## Work to be completed
Restating the records exactly is the whole task.

[Stored data entries]
========================================
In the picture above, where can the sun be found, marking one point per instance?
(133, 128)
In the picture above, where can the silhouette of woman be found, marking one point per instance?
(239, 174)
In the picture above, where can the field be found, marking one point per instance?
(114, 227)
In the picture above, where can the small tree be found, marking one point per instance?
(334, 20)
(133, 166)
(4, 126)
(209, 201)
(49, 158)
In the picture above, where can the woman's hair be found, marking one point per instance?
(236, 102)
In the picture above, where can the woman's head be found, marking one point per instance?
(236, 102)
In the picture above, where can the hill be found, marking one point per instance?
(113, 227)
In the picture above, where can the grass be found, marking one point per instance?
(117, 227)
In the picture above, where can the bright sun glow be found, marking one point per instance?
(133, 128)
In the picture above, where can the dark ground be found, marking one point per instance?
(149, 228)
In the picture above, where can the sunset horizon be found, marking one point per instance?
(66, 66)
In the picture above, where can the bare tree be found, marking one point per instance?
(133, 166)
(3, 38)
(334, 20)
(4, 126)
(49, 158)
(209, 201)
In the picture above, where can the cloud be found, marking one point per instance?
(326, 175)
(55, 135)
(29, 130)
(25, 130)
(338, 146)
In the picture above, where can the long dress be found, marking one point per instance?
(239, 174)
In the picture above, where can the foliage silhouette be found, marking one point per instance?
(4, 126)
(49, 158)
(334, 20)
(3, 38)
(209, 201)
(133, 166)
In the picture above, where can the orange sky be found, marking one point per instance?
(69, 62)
========================================
## Solved problem
In the picture above, where can the sun be found, marking one point per instance?
(133, 128)
In the picture above, where can the silhouette of woman be found, marking one point per instance?
(239, 174)
In the picture above, where can the field be found, marking one point per instance?
(114, 227)
In the picture above, where can the small tree be found, marking one point per instance?
(334, 20)
(133, 166)
(4, 126)
(209, 201)
(49, 158)
In the picture above, where can the woman's hair be found, marking one point per instance?
(236, 102)
In the picture above, where can the woman's head be found, marking one point per instance?
(236, 102)
In the picture above, where can the hill be found, marking one point per instance?
(113, 227)
In the picture above, where can the grass be found, marking one point per instance?
(117, 227)
In the picture above, where can the bright sun glow be found, marking one point per instance?
(133, 128)
In the picture above, where can the dark ground be found, marking one point per instance?
(149, 228)
In the picture above, where can the sunset horizon be found, marking one point per instance?
(66, 66)
In the picture above, where can the bare tree be found, marking one point per instance?
(133, 166)
(3, 38)
(334, 20)
(4, 126)
(49, 158)
(209, 201)
In the picture above, where can the cloud be found, marking one point per instance?
(326, 175)
(55, 135)
(29, 130)
(25, 130)
(338, 146)
In the picture above, where can the long dress be found, marking one point per instance?
(239, 174)
In the picture above, where can the foliage silhouette be found, marking one point per instance?
(4, 126)
(49, 158)
(334, 20)
(3, 38)
(209, 201)
(133, 166)
In the picture above, where can the orange sky be found, marking one point per instance?
(69, 62)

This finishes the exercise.